[BEGIN Listed records]
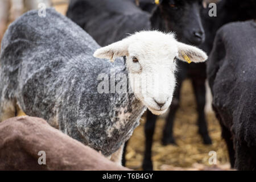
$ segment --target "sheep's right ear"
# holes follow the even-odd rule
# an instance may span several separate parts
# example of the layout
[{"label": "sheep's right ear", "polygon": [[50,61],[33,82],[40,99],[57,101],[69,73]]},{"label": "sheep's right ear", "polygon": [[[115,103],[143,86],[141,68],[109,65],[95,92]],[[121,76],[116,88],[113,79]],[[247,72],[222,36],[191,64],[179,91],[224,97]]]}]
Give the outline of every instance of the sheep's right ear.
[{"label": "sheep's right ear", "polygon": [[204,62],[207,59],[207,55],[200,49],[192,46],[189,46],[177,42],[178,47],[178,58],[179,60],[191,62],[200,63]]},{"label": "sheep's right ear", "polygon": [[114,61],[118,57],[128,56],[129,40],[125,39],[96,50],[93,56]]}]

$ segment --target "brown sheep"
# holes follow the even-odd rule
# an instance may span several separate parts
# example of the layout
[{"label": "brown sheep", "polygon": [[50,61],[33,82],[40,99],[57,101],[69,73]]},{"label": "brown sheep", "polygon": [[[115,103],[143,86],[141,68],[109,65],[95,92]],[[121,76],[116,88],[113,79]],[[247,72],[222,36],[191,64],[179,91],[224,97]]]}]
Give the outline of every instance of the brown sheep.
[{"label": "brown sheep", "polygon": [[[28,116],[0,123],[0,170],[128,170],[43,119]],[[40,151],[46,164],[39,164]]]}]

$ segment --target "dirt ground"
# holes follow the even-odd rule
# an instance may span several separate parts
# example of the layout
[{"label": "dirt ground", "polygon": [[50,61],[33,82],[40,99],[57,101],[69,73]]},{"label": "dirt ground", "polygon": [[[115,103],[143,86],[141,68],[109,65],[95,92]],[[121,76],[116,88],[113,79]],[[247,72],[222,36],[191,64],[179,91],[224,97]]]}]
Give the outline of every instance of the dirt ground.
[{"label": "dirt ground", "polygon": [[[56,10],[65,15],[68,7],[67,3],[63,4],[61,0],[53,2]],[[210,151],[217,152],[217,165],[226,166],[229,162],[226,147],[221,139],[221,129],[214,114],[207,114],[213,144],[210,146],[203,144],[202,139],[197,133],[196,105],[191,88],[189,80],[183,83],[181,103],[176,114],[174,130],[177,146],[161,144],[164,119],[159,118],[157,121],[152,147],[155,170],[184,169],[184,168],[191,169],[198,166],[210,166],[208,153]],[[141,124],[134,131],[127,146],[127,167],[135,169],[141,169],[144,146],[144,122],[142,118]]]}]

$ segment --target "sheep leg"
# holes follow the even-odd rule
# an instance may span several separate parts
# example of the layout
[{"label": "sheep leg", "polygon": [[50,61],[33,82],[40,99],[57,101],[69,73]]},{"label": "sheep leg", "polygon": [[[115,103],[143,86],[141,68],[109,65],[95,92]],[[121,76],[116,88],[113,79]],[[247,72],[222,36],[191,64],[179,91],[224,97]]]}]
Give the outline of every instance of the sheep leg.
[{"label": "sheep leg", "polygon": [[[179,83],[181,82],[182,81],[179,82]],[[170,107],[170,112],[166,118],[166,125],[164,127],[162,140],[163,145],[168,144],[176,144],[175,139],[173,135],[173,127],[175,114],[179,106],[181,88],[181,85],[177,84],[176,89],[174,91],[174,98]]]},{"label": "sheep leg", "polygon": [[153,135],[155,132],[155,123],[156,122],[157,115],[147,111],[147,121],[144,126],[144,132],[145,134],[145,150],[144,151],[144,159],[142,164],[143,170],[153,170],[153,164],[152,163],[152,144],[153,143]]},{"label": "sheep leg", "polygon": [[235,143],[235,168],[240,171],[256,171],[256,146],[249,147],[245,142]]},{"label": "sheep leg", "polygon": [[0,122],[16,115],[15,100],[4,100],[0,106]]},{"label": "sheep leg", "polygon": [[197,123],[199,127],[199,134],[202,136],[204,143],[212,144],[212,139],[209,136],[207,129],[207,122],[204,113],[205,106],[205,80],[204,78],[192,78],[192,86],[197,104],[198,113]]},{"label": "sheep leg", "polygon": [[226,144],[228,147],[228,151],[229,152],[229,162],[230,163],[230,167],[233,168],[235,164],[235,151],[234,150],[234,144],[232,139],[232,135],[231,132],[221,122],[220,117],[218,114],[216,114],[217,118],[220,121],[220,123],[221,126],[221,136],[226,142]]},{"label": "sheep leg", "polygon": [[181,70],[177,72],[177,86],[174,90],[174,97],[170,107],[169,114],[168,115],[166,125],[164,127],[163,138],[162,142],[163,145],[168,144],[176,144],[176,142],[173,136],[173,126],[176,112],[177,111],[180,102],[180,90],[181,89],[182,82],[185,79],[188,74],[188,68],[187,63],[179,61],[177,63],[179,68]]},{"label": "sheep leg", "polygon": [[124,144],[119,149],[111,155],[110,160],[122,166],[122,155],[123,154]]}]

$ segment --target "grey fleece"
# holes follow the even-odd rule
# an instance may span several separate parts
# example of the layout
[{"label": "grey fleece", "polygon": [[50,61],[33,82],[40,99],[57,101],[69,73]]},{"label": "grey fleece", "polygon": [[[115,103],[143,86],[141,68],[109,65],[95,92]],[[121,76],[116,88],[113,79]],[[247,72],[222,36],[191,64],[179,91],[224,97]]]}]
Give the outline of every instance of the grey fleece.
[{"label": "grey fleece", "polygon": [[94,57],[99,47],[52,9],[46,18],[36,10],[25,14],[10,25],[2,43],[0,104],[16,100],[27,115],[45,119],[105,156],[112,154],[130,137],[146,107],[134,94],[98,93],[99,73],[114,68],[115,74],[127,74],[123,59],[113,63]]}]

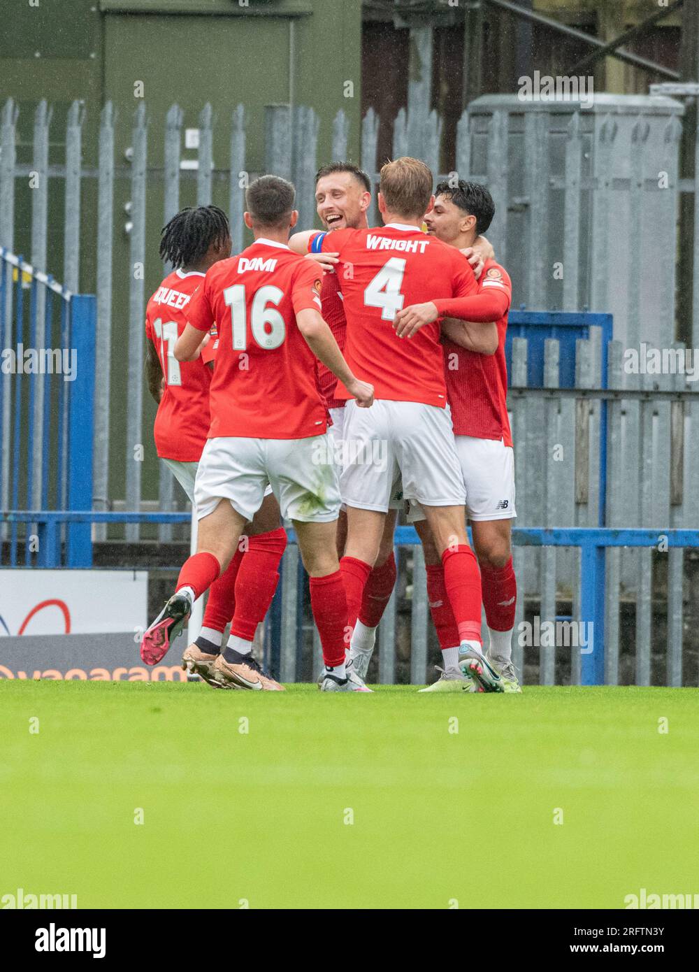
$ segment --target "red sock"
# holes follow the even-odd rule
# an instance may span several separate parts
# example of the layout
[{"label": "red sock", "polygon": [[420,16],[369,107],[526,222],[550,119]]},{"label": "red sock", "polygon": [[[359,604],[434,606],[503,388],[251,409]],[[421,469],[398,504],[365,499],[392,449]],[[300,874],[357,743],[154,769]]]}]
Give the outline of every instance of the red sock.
[END Listed records]
Arrange the rows from their beginning through the line containing "Give the outline of every instance of the sheep's" as a numbered list, skipping any blank lines. Leave the pictures out.

1. $ segment --target "sheep's right ear"
2. # holes follow the even-odd rule
3. # an instance may span several separate parts
4. # example of the layout
5. [{"label": "sheep's right ear", "polygon": [[50,61],[33,82],[40,99],[57,101],[69,73]]},{"label": "sheep's right ear", "polygon": [[[115,103],[143,86],[141,68],[109,65],[95,92]],[[121,76],[116,88],[113,79]],[[247,72],[222,36],[191,64],[179,91],[224,97]]]}]
6. Give the outline of every instance of the sheep's right ear.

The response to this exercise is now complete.